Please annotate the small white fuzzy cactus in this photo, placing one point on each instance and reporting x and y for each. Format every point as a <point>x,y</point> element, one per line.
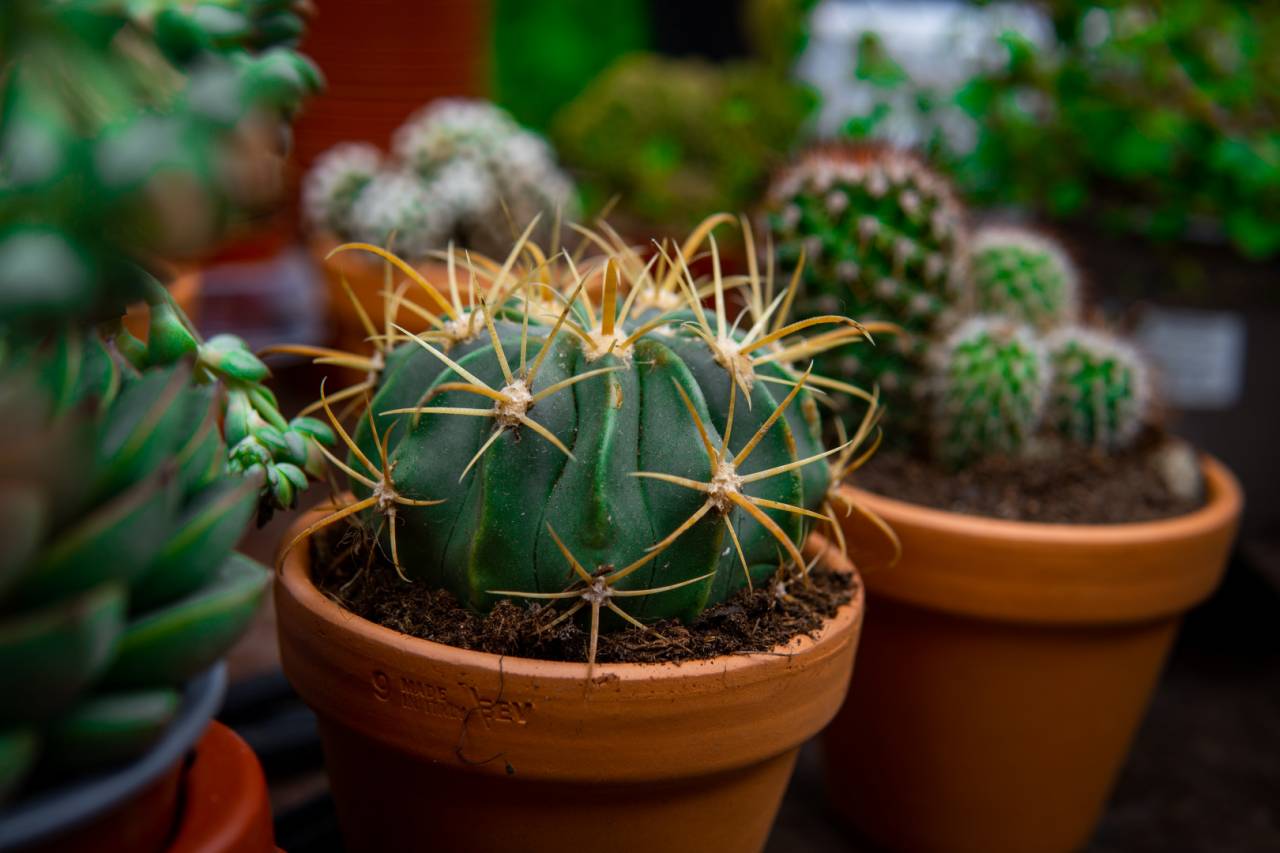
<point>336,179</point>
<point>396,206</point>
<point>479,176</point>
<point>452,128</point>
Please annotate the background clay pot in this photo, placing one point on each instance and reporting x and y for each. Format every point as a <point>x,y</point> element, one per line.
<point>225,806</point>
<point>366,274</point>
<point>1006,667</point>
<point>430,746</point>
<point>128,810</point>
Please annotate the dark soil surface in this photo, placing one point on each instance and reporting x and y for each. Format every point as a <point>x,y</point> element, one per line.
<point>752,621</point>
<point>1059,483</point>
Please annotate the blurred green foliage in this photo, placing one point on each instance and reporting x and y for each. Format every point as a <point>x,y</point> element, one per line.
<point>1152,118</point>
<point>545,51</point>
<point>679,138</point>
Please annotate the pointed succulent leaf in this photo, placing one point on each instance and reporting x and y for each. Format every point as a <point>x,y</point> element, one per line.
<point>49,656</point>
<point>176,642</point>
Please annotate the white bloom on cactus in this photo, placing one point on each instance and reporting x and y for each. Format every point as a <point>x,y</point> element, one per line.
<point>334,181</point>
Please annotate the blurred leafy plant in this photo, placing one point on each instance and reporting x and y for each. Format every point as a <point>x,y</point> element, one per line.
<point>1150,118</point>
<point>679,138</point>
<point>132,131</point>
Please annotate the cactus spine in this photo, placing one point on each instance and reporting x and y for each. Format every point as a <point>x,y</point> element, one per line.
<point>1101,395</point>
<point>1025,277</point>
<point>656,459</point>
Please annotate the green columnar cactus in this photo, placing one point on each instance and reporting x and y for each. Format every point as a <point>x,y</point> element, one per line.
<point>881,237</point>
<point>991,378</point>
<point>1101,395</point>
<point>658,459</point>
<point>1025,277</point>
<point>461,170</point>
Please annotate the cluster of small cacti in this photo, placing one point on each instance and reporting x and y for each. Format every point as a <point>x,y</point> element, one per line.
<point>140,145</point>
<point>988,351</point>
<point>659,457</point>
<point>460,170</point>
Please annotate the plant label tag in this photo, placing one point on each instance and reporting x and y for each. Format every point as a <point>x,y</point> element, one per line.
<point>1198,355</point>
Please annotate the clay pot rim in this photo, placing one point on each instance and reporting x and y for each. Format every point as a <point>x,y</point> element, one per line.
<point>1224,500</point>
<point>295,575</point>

§ THE EXERCISE
Transcribe the full listing character for character. Pictures are excluded.

§ REPLY TO THE TASK
Please annotate the small white fuzzy cactus in this photo, placing one point on each instance and reporting x and y for each. Format every point as a <point>x,y</point> element, one per line.
<point>336,179</point>
<point>396,206</point>
<point>479,176</point>
<point>452,128</point>
Please annotate the background clay pot in this photo, placing one point on each instance and reporting x and y for each. Format every point as a <point>x,y</point> element, one per line.
<point>225,806</point>
<point>366,274</point>
<point>1006,667</point>
<point>430,746</point>
<point>128,810</point>
Please annotate the dark soil surface in this photo, placing one point on each instance and reporting x and y for each. Format every point as a <point>x,y</point> element, one per line.
<point>752,621</point>
<point>1059,483</point>
Please annotate the blurred green foliage in this photo, placing one point on each instance and reporting x and y for each. Format every point as a <point>x,y</point> element, one per line.
<point>1152,118</point>
<point>545,51</point>
<point>679,138</point>
Please annotate the pointed succulent leaf in this photo, placing one point on each instance and reporting x and y for each. Format every point as a <point>x,y</point> element, one per line.
<point>49,656</point>
<point>176,642</point>
Please annotate the white bloom on cactus in this photo, placing one point on each instance and reporting x and y for each. Format every point as a <point>x,y</point> element, one per line.
<point>334,181</point>
Please annotate the blurred leafy plant in this photo, placing one point on each instance and reporting x and y for each. Format every point as a <point>x,y</point> element, one per line.
<point>1150,118</point>
<point>679,138</point>
<point>132,131</point>
Please annotate the cactus spine in this photo, placing one point on each instance and reporting x and y for each. Format every point as a <point>x,y</point> element, one per line.
<point>1101,395</point>
<point>1025,277</point>
<point>656,459</point>
Please annotate the green columnar cactus in this photo, placing one point on each instance and reporting x and y for each. Format every point as a <point>x,y</point> element, one per line.
<point>881,237</point>
<point>991,378</point>
<point>1101,395</point>
<point>658,459</point>
<point>1025,277</point>
<point>461,170</point>
Please annotate the cluster of small cacti in this photo, placing one point on each instance and reporting x and y for each. Format every point as a <point>x,y</point> element, one per line.
<point>140,145</point>
<point>988,351</point>
<point>659,457</point>
<point>460,170</point>
Please annotate the plant label tag in this photo, placing one point on each instance and reporting x and y for each. Format every point as a <point>x,y</point> element, one per line.
<point>1198,355</point>
Please annotate the clay pot rim in this photo, placing one point on each instance and reporting x and y for each. Format every point as a <point>x,y</point> element, one per line.
<point>1224,500</point>
<point>295,575</point>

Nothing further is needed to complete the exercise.